* [Goal of the exercise] Rewrite the records below, changing every "Existence query" to "Presence check" and keeping everything else the same. Leave the picture out of your answer.

* [Material provided]
####
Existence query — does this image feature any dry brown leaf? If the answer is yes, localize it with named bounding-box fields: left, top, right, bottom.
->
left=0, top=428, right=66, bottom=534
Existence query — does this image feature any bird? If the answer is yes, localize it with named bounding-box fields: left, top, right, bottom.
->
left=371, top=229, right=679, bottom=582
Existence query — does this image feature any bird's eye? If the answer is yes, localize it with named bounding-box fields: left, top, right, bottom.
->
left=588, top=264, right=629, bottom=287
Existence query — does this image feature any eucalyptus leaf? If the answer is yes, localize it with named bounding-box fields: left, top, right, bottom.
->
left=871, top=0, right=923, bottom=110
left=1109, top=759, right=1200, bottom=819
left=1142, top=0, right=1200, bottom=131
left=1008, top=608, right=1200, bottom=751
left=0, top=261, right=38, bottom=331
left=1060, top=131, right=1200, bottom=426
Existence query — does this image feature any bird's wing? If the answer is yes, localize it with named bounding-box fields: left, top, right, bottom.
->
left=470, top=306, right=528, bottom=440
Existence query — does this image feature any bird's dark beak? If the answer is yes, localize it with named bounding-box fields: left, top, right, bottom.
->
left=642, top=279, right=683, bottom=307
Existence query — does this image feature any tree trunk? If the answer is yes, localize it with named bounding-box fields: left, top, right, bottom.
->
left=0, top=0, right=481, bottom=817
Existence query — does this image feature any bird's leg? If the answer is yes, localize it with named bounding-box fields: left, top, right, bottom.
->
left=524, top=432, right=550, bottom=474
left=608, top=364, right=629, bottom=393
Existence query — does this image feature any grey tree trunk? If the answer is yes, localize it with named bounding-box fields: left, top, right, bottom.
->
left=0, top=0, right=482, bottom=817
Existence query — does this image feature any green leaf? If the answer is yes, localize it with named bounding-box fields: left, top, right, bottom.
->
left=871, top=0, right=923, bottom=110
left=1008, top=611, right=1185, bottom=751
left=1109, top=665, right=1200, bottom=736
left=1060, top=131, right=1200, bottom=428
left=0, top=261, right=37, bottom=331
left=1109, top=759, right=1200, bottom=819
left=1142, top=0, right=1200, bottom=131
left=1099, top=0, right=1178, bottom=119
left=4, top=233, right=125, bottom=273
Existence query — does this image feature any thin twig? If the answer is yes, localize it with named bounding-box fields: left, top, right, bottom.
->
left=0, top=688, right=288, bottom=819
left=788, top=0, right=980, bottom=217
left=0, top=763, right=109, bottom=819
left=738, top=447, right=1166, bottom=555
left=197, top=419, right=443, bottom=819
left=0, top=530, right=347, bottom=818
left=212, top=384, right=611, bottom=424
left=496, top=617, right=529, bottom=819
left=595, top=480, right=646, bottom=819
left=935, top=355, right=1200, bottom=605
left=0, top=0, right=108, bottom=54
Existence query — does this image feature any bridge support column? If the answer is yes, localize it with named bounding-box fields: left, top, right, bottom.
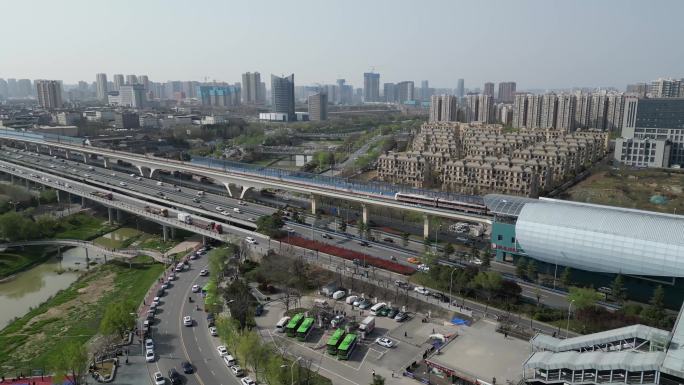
####
* [Exercise solution]
Presence check — does this image feature any dry brown leaf? If the answer is yes, localize it with named bounding-box fields: left, top, right, bottom.
->
left=0, top=428, right=66, bottom=534
Presence check — does this image feature any bird? If the answer is yes, localize it with named bounding-box fields: left, top, right, bottom.
->
left=371, top=229, right=679, bottom=582
Presence check — does this image feature any bird's eye? If the answer is yes, localize it with named bounding-box fields: left, top, right, bottom.
->
left=588, top=264, right=629, bottom=287
Presence check — does this image feature any eucalyptus leaf? If the answer is yes, localize it with named bounding-box fields: left, top, right, bottom.
->
left=871, top=0, right=923, bottom=110
left=1109, top=759, right=1200, bottom=819
left=1142, top=0, right=1200, bottom=131
left=1008, top=608, right=1200, bottom=751
left=0, top=261, right=38, bottom=331
left=1060, top=131, right=1200, bottom=426
Presence check — does this image feature any bird's wing? If the answer is yes, localize it with named bounding-box fields: left, top, right, bottom.
->
left=470, top=306, right=528, bottom=440
Presence check — does this image feature any bird's dark beak? If the answer is yes, localize it with named bounding-box fields: left, top, right, bottom.
->
left=642, top=279, right=683, bottom=307
Presence check — does this image feature any tree trunk? If the answer is yes, localize it with named bounding-box fields: left, top, right, bottom.
->
left=0, top=0, right=481, bottom=817
Presence check — does this image feature any bird's leg? If the answer is yes, localize it with named bounding-box fields: left, top, right, bottom.
->
left=524, top=432, right=550, bottom=474
left=608, top=364, right=629, bottom=393
Presence check — does this image feature any grey tree trunk? If the answer is yes, localize it with named bounding-box fields: left, top, right, bottom.
->
left=0, top=0, right=482, bottom=817
Presence check — does this image feature any green leaf? If the answer is yes, localize it with named bounding-box fields: left, top, right, bottom.
->
left=871, top=0, right=923, bottom=110
left=1008, top=611, right=1185, bottom=751
left=1109, top=665, right=1200, bottom=736
left=1060, top=131, right=1200, bottom=428
left=0, top=261, right=37, bottom=331
left=1109, top=759, right=1200, bottom=819
left=1142, top=0, right=1200, bottom=131
left=1099, top=0, right=1178, bottom=119
left=4, top=233, right=125, bottom=273
Presence check — does this image feature any thin twig? If the answer is yes, localize it with named bounding-box fields: left, top, right, bottom.
->
left=0, top=688, right=288, bottom=819
left=788, top=0, right=980, bottom=217
left=0, top=763, right=109, bottom=819
left=738, top=447, right=1166, bottom=555
left=197, top=419, right=443, bottom=819
left=0, top=530, right=347, bottom=818
left=212, top=384, right=611, bottom=424
left=496, top=617, right=529, bottom=819
left=595, top=480, right=646, bottom=819
left=935, top=355, right=1200, bottom=605
left=0, top=0, right=108, bottom=54
Presence check — does this image feature any bridge support column? If the answer is yes, localize it with named bounding-box fields: left, top, right, bottom.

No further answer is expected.